• PROBLEM REQUIREMENTS: Your answer must be an exact transcription of every record.

• Recorded data:
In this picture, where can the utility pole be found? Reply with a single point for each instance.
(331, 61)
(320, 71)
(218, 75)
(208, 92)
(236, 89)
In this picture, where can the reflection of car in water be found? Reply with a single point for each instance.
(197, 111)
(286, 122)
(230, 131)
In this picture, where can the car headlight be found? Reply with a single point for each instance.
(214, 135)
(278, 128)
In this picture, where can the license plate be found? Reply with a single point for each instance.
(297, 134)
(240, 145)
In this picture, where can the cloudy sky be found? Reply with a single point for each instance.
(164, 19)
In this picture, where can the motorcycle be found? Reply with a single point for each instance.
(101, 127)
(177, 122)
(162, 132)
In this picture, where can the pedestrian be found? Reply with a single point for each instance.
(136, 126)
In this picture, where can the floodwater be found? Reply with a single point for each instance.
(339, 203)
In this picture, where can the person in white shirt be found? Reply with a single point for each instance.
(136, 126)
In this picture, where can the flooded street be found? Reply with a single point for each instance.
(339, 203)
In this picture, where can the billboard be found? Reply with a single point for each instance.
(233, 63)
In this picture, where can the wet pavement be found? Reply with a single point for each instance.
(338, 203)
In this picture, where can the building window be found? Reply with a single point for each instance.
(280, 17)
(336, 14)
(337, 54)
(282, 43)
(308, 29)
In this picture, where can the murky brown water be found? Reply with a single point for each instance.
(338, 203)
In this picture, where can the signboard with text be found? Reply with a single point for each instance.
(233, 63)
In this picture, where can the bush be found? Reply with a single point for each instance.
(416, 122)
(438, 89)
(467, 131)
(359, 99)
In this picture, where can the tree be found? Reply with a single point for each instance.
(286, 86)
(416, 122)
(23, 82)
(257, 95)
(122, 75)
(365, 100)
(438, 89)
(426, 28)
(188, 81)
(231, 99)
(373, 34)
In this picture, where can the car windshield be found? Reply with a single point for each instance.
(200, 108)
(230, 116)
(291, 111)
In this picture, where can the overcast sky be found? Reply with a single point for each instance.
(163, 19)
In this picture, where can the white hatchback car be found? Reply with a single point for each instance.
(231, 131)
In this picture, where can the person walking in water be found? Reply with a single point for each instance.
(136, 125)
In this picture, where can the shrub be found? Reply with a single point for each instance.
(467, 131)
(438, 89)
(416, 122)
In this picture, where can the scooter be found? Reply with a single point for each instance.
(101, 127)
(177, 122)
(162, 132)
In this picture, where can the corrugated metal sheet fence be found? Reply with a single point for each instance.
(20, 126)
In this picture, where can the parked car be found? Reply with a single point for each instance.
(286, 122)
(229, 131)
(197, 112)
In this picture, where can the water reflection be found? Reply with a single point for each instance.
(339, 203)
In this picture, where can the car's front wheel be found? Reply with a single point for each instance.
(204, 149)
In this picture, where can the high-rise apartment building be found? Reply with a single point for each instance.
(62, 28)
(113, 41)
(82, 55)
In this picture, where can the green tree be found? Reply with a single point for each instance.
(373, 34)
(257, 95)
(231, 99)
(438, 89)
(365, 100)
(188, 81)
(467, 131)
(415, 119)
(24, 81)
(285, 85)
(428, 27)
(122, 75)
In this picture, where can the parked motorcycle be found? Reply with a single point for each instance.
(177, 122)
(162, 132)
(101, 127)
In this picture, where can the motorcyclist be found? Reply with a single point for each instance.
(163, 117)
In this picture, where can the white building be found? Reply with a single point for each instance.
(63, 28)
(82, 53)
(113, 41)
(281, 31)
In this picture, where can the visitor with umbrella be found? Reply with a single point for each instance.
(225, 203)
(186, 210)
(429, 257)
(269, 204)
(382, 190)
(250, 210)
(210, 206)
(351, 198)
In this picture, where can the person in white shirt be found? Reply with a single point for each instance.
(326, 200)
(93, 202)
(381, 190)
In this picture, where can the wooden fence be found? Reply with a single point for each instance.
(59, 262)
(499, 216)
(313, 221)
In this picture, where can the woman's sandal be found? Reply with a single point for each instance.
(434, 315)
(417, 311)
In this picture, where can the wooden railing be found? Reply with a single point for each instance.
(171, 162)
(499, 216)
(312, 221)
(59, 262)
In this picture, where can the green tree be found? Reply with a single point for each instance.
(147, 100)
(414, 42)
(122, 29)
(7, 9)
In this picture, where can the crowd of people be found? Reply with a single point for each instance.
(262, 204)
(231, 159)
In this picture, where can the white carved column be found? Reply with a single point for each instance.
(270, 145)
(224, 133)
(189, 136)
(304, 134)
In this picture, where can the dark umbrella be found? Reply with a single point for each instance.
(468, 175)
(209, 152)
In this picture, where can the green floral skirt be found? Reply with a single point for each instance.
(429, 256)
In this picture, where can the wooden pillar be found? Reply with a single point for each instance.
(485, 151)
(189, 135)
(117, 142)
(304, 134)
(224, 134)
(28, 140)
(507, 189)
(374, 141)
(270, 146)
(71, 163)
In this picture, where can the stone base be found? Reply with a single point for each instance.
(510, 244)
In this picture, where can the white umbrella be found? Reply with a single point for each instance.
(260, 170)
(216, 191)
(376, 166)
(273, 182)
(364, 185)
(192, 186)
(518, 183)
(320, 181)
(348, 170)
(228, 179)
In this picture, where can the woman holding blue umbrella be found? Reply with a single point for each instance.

• REPLY TO THE TASK:
In this picture, where can the utility pole be found? Reply with a single point for each instance.
(331, 61)
(320, 71)
(218, 75)
(208, 92)
(236, 89)
In this picture, where can the reflection of car in water be found? Reply with a single point for each instance.
(197, 111)
(286, 122)
(230, 131)
In this picture, where can the car headlight be found? Reply with a single point for each instance.
(214, 135)
(278, 128)
In this picture, where can the license plate be found? Reply with a single point for each instance.
(297, 134)
(240, 145)
In this picture, where can the cloudy sky be found? Reply with a single point for each instance.
(164, 19)
In this picture, where can the motorcycle be found? Reply with a single point for each instance.
(101, 127)
(177, 122)
(162, 132)
In this picture, where can the pedestrian be found? Reply with a single point for each instance.
(136, 126)
In this picture, where can the floodwater be found? Reply with a single point for each instance.
(339, 203)
In this picture, where can the person in white shirt be found? Reply with a single point for each instance.
(136, 126)
In this picture, where can the flooded street be found? Reply with a single point for each instance.
(339, 203)
In this picture, where can the billboard be found? Reply with a single point for each instance.
(233, 63)
In this picture, where can the wet pavement be found? Reply with a single point for each instance.
(338, 203)
In this picture, where can the building window be found? Reply with a single point for each instance.
(280, 17)
(336, 14)
(337, 54)
(282, 43)
(308, 29)
In this picture, where can the murky brown water be found? Reply with a single point for each instance.
(338, 203)
In this picture, where can the signboard with text be found? Reply with a single point for each instance.
(233, 63)
In this picture, where can the bush be found? Reply with a single point for each instance.
(416, 122)
(438, 89)
(467, 131)
(359, 99)
In this picture, where can the tree be found? Reply with a single point for each instance.
(286, 86)
(416, 122)
(23, 82)
(257, 95)
(122, 75)
(365, 100)
(438, 89)
(426, 28)
(188, 81)
(231, 99)
(373, 34)
In this picture, where can the car windshield be found? Reply with a single point for each instance.
(200, 108)
(230, 116)
(291, 111)
In this picture, where can the overcast sky be found? Reply with a single point for each instance.
(163, 19)
In this picture, where can the white hatchback car be found? Reply with a single point for each instance.
(231, 131)
In this picture, where can the person walking in water be found? Reply with a single point for each instance.
(136, 125)
In this picture, where can the shrub be found? Reply with a single point for each instance.
(467, 131)
(438, 89)
(416, 122)
In this picture, where can the scooter be found? Reply with a single point for each instance.
(101, 127)
(177, 122)
(162, 132)
In this picture, where can the corrugated metal sheet fence be found? Reply with a single point for each instance.
(20, 126)
In this picture, where can the parked car be found? Reply with a single point for each instance.
(286, 122)
(229, 131)
(197, 112)
In this picture, where can the water reflection be found? Reply with a single point for each instance.
(339, 203)
In this picture, where can the car's front wheel be found? Reply with a single point for each instance.
(204, 149)
In this picture, where can the high-rise apartment building be found? Reply with a single point for each instance.
(62, 28)
(113, 41)
(82, 55)
In this picture, where can the green tree be found? Reply with a single point for each instance.
(373, 34)
(257, 95)
(231, 99)
(438, 89)
(365, 100)
(188, 81)
(467, 131)
(415, 119)
(24, 81)
(285, 85)
(428, 27)
(122, 75)
In this picture, where can the parked motorcycle be found? Reply with a single point for each instance.
(177, 122)
(162, 132)
(101, 127)
In this picture, where can the motorcyclist be found? Reply with a single point for each instance.
(163, 117)
In this picture, where can the white building be found? Reply with a single point for each instance.
(63, 28)
(82, 53)
(113, 41)
(281, 31)
In this picture, where can the visitor with umbrella be found? Reply with a single point for each instance.
(225, 203)
(186, 210)
(429, 257)
(269, 204)
(382, 190)
(250, 210)
(210, 206)
(351, 198)
In this picture, where can the person in white shirt be found? Reply with a single point for each instance.
(326, 200)
(93, 202)
(381, 190)
In this picture, where can the wooden fence be found? Reply with a single point for each instance.
(59, 262)
(499, 216)
(313, 221)
In this picture, where can the woman's sandal be found? Reply with a single point for each instance.
(434, 315)
(417, 311)
In this picture, where can the wooden railing be found? Reply with a single point for each instance.
(171, 162)
(499, 216)
(312, 221)
(59, 262)
In this picture, where can the green tree be found? Reply with a single point for each instance.
(147, 100)
(414, 42)
(122, 29)
(7, 9)
In this picture, where can the crowd of people be found? Reply with a single point for each instance.
(262, 204)
(231, 159)
In this picture, where can the white carved column be found? Reply with a single point for each instance.
(270, 145)
(224, 133)
(189, 136)
(304, 134)
In this picture, where can the dark umbrella be found? Reply with a single point for each instance.
(468, 175)
(209, 152)
In this picture, where can the green floral skirt be found? Reply with a single point for each instance.
(429, 256)
In this picture, where can the wooden pillar be found? Reply with a single point for each instance.
(485, 151)
(189, 135)
(117, 142)
(304, 134)
(224, 134)
(28, 140)
(507, 189)
(374, 141)
(270, 146)
(71, 163)
In this picture, where can the stone base be found? Reply with a single point for each instance.
(510, 244)
In this picture, where can the white umbrella be found? Reply with a single point for each instance.
(260, 170)
(216, 191)
(376, 166)
(273, 182)
(364, 185)
(192, 186)
(518, 183)
(320, 181)
(348, 170)
(228, 179)
In this picture, where can the woman holding blue umbrella be found? Reply with a single point for each instance.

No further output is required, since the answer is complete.